● **PROBLEM REQUIREMENTS**
Your task is to print all of the data below exactly, with no pictures included.

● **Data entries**
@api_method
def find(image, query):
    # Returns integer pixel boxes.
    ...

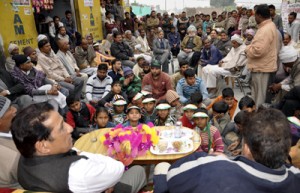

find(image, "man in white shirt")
[286,12,300,43]
[0,96,20,189]
[11,102,147,193]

● **ANSWER AREA**
@api_method
def find(image, query):
    # Returns integer pixel boxes.
    ...


find(image, "man in white shirt")
[286,12,300,43]
[0,96,20,189]
[11,102,147,193]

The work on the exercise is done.